TASK DETAILS - Write the material out again in full, word for word. Do not include the pictures.

§ §

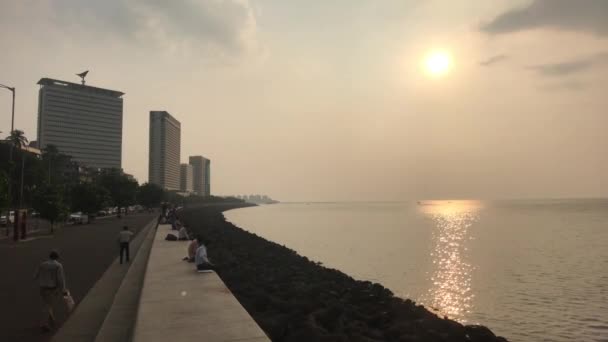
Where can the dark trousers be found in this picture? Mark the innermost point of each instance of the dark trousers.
(124, 248)
(205, 267)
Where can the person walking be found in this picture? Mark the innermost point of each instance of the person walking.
(124, 238)
(51, 280)
(203, 264)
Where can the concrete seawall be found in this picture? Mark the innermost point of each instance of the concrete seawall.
(179, 304)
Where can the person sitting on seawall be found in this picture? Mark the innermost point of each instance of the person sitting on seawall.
(182, 235)
(201, 259)
(192, 247)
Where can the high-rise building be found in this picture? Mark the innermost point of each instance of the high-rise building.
(201, 168)
(165, 133)
(185, 178)
(81, 121)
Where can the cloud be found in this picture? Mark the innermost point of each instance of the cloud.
(565, 86)
(494, 60)
(572, 15)
(226, 25)
(571, 67)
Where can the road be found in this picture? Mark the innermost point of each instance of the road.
(86, 251)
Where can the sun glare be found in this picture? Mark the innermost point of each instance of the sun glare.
(438, 63)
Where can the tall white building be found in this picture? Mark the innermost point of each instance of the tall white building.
(201, 168)
(82, 121)
(185, 178)
(164, 165)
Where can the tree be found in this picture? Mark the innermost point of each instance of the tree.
(150, 195)
(88, 198)
(49, 203)
(3, 190)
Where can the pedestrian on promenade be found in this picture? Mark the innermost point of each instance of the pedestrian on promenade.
(182, 235)
(51, 280)
(192, 247)
(124, 238)
(201, 259)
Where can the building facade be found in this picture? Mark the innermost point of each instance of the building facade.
(201, 168)
(185, 178)
(81, 121)
(164, 160)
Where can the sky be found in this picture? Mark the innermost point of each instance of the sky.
(331, 100)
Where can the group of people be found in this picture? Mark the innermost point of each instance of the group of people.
(51, 277)
(197, 248)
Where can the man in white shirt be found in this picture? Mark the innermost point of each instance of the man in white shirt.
(124, 238)
(182, 235)
(200, 258)
(51, 281)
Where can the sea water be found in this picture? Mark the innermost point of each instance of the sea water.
(531, 270)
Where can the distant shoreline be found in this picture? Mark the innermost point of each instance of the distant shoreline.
(295, 299)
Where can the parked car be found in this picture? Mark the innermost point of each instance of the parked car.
(79, 218)
(3, 221)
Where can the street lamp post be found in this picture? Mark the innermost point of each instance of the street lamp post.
(12, 89)
(10, 199)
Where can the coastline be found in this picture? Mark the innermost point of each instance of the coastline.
(295, 299)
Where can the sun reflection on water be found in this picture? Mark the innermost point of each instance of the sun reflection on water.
(450, 292)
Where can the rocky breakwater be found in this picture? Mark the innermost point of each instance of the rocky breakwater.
(295, 299)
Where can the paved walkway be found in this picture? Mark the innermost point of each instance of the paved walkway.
(86, 252)
(178, 304)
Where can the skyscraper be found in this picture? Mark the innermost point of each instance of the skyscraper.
(185, 178)
(82, 121)
(201, 168)
(165, 133)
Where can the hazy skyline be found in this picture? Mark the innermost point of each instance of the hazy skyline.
(330, 100)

§ §

SOLUTION TO THIS PROBLEM -
Where can the dark trousers be found in this picture? Mark the innermost point of each instance of the dark trousers.
(124, 248)
(205, 267)
Where can the person walking be found in this picture? Mark the innermost point of each instance of the person walking.
(124, 238)
(51, 280)
(203, 264)
Where can the concrete seawall be found in this picture? Mark the innermost point of each instance of the concrete seawall.
(179, 304)
Where can the person sitting on seawall be found in this picture? Mark the innermost point of each instance of the person sitting on seawall.
(182, 235)
(201, 259)
(192, 247)
Where can the high-rise building be found in this picture? Mark the innermost point of each instance of the high-rise building.
(201, 168)
(165, 133)
(185, 178)
(81, 121)
Where can the cloud be found in this picture? Mark the innermost point of each instance of the cloud.
(565, 86)
(494, 60)
(572, 15)
(226, 25)
(571, 67)
Where can the road be found in this picture? Mark the innermost point of each instance of the road.
(86, 251)
Where can the sun glare be found in this picture? Mark the innermost point of each instance of the sun glare.
(438, 63)
Where can the tall white building be found in this picture? Mark the innermost point of each instance of the tall white building.
(201, 168)
(82, 121)
(185, 178)
(164, 165)
Where can the tree be found in this picture? Mark the innermost point of each instance of the tree.
(150, 195)
(88, 198)
(49, 203)
(3, 190)
Where can the pedestrian on promenade be found in this picture? Mark the innermost point of each instance of the pedestrian on promenade.
(182, 235)
(51, 280)
(192, 247)
(124, 238)
(201, 259)
Where can the building facade be found in this picture? Mark the innermost point of each instance of the building facade.
(201, 168)
(185, 178)
(81, 121)
(164, 160)
Where can the sky be found in this picture? Mark the innermost point of each instance of the sky.
(331, 100)
Where can the group of people be found in this picture? Mark the innermost point of each instance of the group of people.
(51, 277)
(197, 248)
Where can the man in white shirt be found in this picture? Mark the innermost point of each instance of the man in white shirt.
(124, 238)
(182, 235)
(200, 258)
(51, 281)
Where can the sea water be found in this picture? Mark the innermost point of each instance of the sea water.
(531, 270)
Where can the distant shoreline be found in this picture? Mark the innermost point of each instance of the distant shoreline.
(295, 299)
Where can the parked car be found in this picture? Mark the innermost point of each instance of the parked car.
(79, 218)
(3, 221)
Where can the street lamp post be found in this picture? Mark the innermost point of each instance of the street lamp post.
(12, 89)
(10, 199)
Where can the coastline be found in this picture? Mark the innermost point of each instance of the coastline.
(295, 299)
Where can the sun reflection on water be found in this picture? Mark the innermost point of each instance of the sun reflection on water.
(450, 292)
Where can the rocky breakwater be found in this picture? Mark the innermost point of each instance of the rocky breakwater.
(295, 299)
Where can the paved walkway be found in this picture? Mark the innermost point of each instance of the paved walkway.
(86, 252)
(178, 304)
Where can the skyscraper be found in this picture? Mark the innermost point of each instance of the skyscraper.
(185, 178)
(82, 121)
(201, 168)
(165, 133)
Where can the hazy skyline be found in this picture? Mark the innermost point of each instance of the hazy skyline.
(330, 100)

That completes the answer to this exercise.